Photo-based referring expression data
───
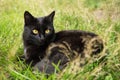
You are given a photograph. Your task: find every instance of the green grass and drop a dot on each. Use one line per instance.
(99, 16)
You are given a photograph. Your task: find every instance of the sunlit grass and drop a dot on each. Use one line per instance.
(101, 17)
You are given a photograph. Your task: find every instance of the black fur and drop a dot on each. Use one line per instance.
(44, 50)
(35, 45)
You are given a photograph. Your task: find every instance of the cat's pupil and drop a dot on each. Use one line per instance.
(47, 31)
(35, 31)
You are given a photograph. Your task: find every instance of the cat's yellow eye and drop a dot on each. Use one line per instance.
(35, 31)
(47, 31)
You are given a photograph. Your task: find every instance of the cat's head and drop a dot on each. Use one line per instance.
(38, 31)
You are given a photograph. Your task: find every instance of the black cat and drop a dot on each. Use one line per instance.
(43, 47)
(38, 34)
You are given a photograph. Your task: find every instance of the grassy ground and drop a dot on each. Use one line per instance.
(99, 16)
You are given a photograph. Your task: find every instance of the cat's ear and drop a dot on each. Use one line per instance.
(28, 18)
(50, 17)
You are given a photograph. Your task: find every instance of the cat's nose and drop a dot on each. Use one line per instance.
(42, 37)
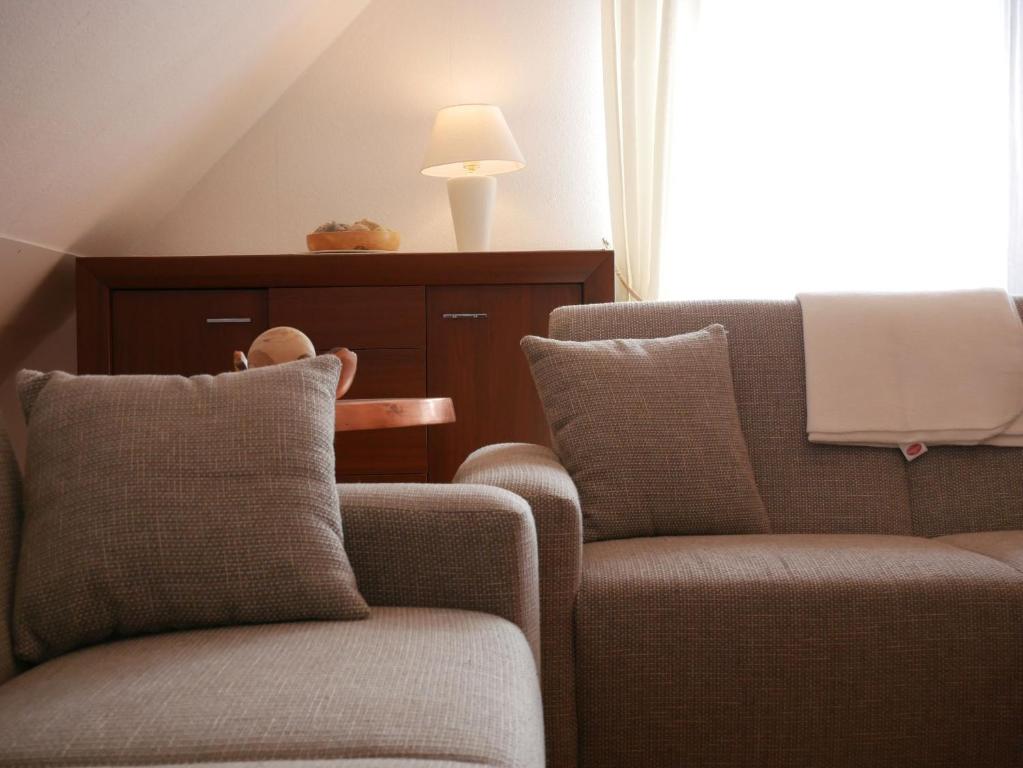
───
§ Work task
No pictures belong in the copy; output every record exactly.

§ Response
You are given a photograph. Your task: find every instance of the green grass and drop a dot on each. Use one line per instance.
(99, 16)
You are given a photograph. Your task: find every instance of the sunlit grass and drop a dot on each. Use one line per instance.
(101, 17)
You are given a photograph. Your task: find every instance of the black fur and drop a dot on each. Use one line per instance.
(44, 50)
(35, 45)
You are given a photograph. Your task: find every instance of the cat's pupil and drop a dot on each. Use one line per instance.
(47, 31)
(35, 31)
You are given a photograph. Your task: find every instance of the cat's yellow eye and drop a dot on each. Use one line per instance.
(35, 31)
(47, 31)
You are given a photograph. Your task: find every instance of the cat's head and drop a dot on each. Use one line per instance.
(38, 31)
You are given a photograph. Your task: find every instance of the black cat and drop a dot on each. Use one line per instance.
(43, 47)
(38, 34)
You are given a photograph. Your task: find every instance of the grassy ground and drop a dot on each. Use one line per instance.
(99, 16)
You are given a photograph. Your task: find every instance of the cat's ear and drop a dot on each. Use one line per instance.
(28, 18)
(50, 17)
You are given a photograph. Your task: find every instance of the cat's nose and drop a dot on each. Use one line per instance.
(42, 37)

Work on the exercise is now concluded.